#### ABOUT THIS TASK:
Among the entries below, find the lines with "stone" and copy them.

AVAILABLE RECORDS section start

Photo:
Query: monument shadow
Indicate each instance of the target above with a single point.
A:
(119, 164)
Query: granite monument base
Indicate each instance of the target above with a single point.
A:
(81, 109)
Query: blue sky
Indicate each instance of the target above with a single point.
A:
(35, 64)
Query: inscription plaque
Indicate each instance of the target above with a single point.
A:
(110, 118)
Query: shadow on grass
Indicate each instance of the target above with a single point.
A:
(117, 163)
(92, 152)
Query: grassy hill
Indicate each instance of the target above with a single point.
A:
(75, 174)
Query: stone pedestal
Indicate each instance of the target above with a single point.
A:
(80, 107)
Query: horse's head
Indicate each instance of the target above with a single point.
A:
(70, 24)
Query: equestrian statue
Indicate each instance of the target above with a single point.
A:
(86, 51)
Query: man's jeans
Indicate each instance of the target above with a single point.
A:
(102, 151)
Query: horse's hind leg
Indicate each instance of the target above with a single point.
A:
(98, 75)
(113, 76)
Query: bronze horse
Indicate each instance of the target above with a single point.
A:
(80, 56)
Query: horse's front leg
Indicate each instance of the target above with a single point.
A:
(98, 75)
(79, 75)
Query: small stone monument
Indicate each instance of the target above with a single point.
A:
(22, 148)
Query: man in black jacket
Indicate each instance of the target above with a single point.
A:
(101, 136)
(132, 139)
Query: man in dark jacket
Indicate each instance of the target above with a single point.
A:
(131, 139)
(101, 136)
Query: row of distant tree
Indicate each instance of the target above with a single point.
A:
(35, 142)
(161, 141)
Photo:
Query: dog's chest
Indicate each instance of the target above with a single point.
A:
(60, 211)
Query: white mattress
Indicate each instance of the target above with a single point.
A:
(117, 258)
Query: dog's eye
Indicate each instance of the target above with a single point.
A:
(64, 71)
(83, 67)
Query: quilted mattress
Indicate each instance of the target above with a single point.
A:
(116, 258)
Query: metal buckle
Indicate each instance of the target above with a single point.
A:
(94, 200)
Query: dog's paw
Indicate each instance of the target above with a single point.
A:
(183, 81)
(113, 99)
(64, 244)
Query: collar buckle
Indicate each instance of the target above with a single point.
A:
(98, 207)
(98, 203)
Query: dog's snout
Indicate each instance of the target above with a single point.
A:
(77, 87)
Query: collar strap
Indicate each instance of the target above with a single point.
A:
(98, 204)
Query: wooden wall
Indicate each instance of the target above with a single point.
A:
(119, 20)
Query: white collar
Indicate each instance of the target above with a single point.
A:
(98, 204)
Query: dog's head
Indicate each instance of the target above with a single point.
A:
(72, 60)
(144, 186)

AVAILABLE RECORDS section end

#### PROBLEM SOLUTION:
Query: stone pedestal
Query: small stone monument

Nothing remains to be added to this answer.